> Selected text:
========
Within the next three or four years, as many as 115 million jobs will be created within the tech space globally: from tech-enabled roles such as e-commerce and digital marketing, to purely technical roles such as cybersecurity, cloud data, infrastructure, or software development. But whether those jobs can be filled is another matter.
“It's becoming increasingly challenging to find the talent that can fill those roles, and we think that need is actually only going to grow over the next few years,” said Damian Kim, Managing Director of Meta Singapore (above, 2nd from left). Speaking at the launch of Meta's expanded Upskill 2022 training initiative in Singapore earlier this week, he pointed to the exponential growth of digital consumers around Southeast Asia – 350 million as of end 2021 – as an indication of how great the need for digital skills is going to be.
At least part of that need will have to be filled by corporates or industry bodies going forward. Digital acceleration has shortened the lifespan of tech skills since before the pandemic: a common concern among the industry, job seekers, and observers has been that the typical three or four-year academic study course will lag behind the speed of digital transformation.
Singapore's Minister for Communications and Information Josephine Teo (above, centre) said of the need to make talent development initiatives industry-relevant: “I don’t think I can over-emphasise how important it is to get the companies’ involvement. The companies’ involvement makes a huge difference because the content that they cover is always going to be so much more current and relevant to the immediate needs, and when the participants know that the content is current and sought after by prospective employers, the motivation [to take the training and succeed] is certainly going to be a lot stronger.”
A transition step from academics to practice
Speaking to People Matters at the launch, Kim described Meta's Upskill as a complementary approach to the fundamentals that might be learned via the traditional academic route.
“We provide some additions or augmentations in terms of current day, real world practical applications,” he said. “There is coursework – people go through a curriculum – and there is also industry mentorship. People can learn from practitioners who are in the industry, they can work with companies who are running actual campaigns to generate demand, they can ask questions about how to apply skills or get peer and industry feedback on projects.”
That said, he added that the programme itself is not an employment initiative. “The intention is to help participants secure positions in the industry. But they are not put into those positions.”
========
> What to do:
Continue the article on Meta's Upskill training initiative in Singapore from where it stops.
========
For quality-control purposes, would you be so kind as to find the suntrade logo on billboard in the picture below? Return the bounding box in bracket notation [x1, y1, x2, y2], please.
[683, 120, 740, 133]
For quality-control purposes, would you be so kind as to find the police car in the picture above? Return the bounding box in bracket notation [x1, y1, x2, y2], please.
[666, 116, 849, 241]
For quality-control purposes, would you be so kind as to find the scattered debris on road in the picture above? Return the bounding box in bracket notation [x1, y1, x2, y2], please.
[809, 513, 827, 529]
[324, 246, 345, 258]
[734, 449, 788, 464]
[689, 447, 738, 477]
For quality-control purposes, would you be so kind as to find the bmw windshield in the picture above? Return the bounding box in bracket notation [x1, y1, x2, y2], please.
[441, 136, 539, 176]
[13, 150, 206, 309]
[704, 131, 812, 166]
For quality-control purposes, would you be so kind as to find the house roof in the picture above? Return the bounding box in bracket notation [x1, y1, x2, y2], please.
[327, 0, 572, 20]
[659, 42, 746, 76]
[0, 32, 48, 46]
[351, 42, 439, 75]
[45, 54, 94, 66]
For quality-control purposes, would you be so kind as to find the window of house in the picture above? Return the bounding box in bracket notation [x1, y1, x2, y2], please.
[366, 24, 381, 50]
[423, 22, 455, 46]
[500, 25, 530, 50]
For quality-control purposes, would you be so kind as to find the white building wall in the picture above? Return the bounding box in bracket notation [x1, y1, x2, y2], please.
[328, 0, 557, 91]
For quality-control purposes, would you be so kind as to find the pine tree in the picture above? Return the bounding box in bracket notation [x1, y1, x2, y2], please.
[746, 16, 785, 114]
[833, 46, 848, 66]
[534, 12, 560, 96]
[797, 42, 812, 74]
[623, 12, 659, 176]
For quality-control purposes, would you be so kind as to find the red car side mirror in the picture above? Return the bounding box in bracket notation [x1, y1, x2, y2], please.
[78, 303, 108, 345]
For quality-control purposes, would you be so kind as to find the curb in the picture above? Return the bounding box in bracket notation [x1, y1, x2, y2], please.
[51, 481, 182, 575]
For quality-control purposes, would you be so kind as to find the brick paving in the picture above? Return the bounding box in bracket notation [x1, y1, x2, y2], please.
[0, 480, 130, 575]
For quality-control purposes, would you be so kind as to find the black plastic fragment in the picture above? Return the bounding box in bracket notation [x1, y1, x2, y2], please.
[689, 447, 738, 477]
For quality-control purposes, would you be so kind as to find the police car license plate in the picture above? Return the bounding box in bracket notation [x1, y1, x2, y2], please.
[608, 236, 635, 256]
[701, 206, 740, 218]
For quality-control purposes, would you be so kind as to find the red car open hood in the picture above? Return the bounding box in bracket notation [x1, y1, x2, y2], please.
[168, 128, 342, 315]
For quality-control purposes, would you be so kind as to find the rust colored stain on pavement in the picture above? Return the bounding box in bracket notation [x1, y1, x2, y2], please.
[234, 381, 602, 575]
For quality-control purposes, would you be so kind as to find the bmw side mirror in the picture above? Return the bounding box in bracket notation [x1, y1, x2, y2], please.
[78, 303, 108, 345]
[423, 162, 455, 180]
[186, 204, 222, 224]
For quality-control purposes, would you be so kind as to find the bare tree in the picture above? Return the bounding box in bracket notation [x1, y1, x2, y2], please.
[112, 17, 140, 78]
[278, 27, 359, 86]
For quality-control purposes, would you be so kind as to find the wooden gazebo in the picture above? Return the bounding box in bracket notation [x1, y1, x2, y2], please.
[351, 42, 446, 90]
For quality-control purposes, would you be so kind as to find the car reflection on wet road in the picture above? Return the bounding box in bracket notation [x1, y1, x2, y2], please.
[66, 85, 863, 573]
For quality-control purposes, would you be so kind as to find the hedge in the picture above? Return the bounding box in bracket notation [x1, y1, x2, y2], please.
========
> Response to the exercise:
According to figures from Meta, candidates who went through its Upskill initiative and received the corresponding, Meta-issued certification since its launch in 2021 have been noticeably more likely to obtain a job in the area they trained for – mainly digital marketing, which was the programme's main focus at its launch. The latest additions to the programme expand the available types of training and certification to software engineering.
The win-win proposition
“We started with digital marketing because that's where our expertise is, and it is also our business focus in Singapore,” Kim said of the programme's conception. “We are now evolving to add software engineering because simply, we're a tech company and we are increasing the number of technical roles we have here. And we see that there is a huge talent shortage for software engineering roles, cloud computing, AI, and other fields.”
Meta's Upskill, and other similar large corporate initiatives, are supported by the Singapore government for much the same reasons: the need to close skill gaps and develop local talent. Upskill itself is currently only offered in the Singapore market, and the majority of the learners in the programme come from small businesses, typically the business owners themselves and some key employees.
Going forward, Upskill and similar initiatives will provide people with that many extra options to pursue different paths, said Kim. These programmes won't displace traditional academic coursework, he noted – but they will make reskilling much more accessible to workers, and also make critical skills more accessible to companies.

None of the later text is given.